#### Material for this exercise

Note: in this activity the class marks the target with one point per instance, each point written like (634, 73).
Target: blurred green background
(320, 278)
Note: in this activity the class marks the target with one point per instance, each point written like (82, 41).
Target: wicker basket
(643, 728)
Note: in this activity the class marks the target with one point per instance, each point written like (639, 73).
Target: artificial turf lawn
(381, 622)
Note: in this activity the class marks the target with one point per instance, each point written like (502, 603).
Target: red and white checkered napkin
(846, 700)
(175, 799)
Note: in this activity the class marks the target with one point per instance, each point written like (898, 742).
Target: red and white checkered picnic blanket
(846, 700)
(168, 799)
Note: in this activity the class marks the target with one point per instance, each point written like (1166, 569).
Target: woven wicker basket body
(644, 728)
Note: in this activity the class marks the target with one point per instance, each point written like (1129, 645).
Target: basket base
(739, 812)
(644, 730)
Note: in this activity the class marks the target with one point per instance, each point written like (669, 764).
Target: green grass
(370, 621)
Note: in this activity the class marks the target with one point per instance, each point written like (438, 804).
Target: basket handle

########

Problem to solve
With the material above as the source, restate each line word for word.

Answer for this exercise
Note: in this activity the class marks the target with one point per instance, each point written like (634, 73).
Target: blurred green background
(320, 278)
Note: in this activity the class marks the target with one point per instance, each point written like (82, 41).
Target: wicker basket
(643, 728)
Note: in this activity the class marks the target with one point per instance, each point written like (639, 73).
Target: artificial turf lawn
(381, 622)
Note: in this activity the class marks the target with one point per instance, each point written like (502, 603).
Target: red and white checkered napkin
(846, 700)
(175, 799)
Note: in this activity the class marks the target with one point per instance, each point written like (898, 742).
Target: red and white checkered picnic blanket
(846, 700)
(168, 799)
Note: in this activity the class marks the target with one point per instance, each point written like (1166, 569).
Target: woven wicker basket body
(644, 728)
Note: in this activity the class marks the target with one point per instance, each point written like (1129, 645).
Target: basket base
(739, 812)
(644, 730)
Note: in this activity the class marks the target with one point per instance, each point written like (669, 764).
Target: green grass
(370, 621)
Note: in this activity the class marks the target with one point per instance, each point written like (438, 804).
Target: basket handle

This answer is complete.